- _Data extracts_:
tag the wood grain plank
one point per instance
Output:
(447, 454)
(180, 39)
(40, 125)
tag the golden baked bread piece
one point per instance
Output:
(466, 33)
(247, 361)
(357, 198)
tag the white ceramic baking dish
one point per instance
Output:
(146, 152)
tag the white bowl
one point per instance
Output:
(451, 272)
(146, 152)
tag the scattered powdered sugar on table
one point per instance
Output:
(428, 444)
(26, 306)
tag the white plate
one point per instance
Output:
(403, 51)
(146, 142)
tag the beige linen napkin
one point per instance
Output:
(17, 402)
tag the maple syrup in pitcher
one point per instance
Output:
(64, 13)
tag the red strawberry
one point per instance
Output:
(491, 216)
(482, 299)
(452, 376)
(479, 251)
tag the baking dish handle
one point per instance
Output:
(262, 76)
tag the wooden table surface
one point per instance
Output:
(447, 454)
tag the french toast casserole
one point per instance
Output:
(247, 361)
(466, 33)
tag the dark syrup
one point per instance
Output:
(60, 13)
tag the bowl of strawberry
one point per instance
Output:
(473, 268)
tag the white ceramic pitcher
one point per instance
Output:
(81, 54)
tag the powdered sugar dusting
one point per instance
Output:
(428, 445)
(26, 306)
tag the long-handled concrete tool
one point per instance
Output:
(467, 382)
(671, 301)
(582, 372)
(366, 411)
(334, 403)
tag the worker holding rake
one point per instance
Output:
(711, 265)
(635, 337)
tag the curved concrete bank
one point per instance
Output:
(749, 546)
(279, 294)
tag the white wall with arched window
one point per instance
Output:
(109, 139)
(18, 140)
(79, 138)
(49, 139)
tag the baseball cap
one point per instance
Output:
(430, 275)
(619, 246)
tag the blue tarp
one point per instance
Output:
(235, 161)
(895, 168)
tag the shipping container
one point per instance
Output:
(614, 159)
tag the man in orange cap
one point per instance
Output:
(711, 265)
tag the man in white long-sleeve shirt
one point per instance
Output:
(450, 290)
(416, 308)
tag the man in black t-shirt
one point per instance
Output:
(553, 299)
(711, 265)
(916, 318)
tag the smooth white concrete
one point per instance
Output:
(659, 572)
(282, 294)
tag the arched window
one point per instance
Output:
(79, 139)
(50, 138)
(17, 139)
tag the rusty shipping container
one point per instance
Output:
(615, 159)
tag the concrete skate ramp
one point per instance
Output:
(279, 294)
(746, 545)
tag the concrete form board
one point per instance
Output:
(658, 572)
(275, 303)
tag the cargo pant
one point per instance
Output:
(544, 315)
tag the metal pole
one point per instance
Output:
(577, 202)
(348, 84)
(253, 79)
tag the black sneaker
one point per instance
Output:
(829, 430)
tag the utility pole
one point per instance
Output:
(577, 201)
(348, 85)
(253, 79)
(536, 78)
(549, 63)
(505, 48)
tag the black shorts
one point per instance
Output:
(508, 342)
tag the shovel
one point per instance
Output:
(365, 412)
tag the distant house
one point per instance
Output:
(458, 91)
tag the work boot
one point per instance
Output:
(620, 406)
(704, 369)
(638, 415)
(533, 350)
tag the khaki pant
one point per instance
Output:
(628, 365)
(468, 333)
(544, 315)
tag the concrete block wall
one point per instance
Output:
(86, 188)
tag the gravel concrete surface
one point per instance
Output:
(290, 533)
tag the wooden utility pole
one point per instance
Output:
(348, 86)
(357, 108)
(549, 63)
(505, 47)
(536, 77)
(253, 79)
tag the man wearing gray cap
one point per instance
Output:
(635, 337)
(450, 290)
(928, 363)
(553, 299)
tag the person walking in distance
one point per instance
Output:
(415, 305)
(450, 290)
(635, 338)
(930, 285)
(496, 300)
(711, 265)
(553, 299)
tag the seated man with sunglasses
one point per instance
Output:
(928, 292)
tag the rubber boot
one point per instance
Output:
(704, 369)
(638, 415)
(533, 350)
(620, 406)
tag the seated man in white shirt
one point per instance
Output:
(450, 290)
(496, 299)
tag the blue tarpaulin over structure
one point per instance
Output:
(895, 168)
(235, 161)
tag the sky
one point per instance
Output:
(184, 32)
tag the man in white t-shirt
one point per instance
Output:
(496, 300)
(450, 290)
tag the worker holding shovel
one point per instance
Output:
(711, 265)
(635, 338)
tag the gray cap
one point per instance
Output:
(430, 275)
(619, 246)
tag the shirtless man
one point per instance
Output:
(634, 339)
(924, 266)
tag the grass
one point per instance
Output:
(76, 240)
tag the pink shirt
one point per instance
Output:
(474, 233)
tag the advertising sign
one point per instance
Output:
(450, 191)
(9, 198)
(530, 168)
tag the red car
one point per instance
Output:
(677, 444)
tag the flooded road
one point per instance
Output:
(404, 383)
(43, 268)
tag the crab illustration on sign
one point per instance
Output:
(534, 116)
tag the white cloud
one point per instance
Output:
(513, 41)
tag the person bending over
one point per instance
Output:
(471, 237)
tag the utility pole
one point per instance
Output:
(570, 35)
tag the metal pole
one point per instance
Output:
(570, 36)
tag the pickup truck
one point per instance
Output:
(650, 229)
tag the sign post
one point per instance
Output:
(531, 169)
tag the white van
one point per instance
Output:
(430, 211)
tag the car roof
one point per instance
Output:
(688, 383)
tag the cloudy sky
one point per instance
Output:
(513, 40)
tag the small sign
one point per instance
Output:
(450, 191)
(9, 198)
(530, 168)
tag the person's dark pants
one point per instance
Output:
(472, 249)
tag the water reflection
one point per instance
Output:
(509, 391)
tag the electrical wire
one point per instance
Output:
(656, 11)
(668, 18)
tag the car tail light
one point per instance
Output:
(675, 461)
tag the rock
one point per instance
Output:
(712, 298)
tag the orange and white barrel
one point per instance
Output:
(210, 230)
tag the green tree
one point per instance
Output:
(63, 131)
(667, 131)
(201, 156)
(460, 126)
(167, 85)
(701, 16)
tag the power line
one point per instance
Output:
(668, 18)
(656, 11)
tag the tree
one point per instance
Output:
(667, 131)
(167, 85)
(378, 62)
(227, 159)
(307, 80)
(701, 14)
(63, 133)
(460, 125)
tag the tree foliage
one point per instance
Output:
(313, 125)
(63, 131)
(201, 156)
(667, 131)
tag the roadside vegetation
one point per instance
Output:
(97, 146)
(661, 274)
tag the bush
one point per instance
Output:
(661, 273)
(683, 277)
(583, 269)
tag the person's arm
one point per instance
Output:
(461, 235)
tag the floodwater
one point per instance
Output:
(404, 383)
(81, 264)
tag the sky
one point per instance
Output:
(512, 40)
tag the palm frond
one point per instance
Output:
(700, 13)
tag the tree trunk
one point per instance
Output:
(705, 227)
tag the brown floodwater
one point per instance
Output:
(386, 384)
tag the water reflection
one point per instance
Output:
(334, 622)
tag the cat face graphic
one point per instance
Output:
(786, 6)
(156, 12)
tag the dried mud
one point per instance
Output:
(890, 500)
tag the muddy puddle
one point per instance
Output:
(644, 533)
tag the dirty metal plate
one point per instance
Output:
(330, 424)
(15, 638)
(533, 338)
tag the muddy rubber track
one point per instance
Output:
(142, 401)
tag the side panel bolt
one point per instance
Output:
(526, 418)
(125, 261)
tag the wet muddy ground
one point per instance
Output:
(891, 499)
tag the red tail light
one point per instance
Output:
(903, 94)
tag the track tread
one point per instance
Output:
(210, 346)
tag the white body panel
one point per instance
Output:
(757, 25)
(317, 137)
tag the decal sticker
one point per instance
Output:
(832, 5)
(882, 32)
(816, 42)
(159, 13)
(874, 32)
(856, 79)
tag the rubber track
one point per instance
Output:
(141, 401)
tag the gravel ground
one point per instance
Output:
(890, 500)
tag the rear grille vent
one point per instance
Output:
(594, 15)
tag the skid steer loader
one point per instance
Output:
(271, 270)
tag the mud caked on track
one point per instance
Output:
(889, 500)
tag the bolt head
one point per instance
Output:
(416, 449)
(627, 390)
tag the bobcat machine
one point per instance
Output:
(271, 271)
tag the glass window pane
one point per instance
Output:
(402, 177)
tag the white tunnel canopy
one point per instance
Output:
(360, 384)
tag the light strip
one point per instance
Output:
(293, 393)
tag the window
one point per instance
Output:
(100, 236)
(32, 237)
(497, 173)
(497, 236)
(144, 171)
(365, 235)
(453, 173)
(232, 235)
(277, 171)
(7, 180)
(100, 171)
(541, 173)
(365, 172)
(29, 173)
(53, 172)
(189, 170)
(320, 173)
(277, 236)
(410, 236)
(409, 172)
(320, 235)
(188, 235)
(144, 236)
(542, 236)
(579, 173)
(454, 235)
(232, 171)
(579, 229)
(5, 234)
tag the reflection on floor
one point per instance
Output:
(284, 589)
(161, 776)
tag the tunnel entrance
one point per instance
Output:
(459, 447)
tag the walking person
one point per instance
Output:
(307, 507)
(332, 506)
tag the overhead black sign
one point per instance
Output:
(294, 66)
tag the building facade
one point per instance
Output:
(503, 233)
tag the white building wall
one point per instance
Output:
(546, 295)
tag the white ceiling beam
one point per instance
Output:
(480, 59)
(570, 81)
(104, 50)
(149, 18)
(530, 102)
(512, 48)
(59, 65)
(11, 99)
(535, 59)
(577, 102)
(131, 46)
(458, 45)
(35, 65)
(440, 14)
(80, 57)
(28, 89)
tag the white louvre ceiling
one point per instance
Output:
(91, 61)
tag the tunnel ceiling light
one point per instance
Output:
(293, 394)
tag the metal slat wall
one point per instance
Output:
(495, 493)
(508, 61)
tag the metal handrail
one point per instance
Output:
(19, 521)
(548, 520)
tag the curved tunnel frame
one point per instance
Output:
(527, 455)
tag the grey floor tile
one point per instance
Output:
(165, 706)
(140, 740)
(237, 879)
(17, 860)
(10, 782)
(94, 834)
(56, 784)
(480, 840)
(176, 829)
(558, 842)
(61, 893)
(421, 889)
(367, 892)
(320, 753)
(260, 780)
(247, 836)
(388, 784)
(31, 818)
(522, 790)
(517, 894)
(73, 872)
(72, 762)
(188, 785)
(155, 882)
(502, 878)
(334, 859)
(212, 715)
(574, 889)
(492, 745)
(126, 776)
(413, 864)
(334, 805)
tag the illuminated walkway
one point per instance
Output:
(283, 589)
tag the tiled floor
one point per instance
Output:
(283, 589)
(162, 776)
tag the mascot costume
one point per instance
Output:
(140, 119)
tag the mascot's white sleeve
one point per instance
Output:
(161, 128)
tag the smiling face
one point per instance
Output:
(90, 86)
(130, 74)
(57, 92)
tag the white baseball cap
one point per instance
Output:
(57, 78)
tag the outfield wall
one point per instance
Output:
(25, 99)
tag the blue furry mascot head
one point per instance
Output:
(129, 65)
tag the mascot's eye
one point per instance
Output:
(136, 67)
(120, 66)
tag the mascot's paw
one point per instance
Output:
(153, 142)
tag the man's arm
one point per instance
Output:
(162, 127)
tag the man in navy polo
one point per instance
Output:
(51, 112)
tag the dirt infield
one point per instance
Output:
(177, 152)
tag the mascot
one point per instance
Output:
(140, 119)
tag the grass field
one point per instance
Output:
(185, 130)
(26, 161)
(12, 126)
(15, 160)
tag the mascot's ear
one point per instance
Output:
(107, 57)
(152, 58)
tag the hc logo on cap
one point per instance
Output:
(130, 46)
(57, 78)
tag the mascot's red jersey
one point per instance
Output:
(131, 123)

- _What you should do_: Wherever the string "orange" occurs in the entries, copy that whole line.

- _Solution for this problem_:
tag the man in orange cap
tag the orange and white barrel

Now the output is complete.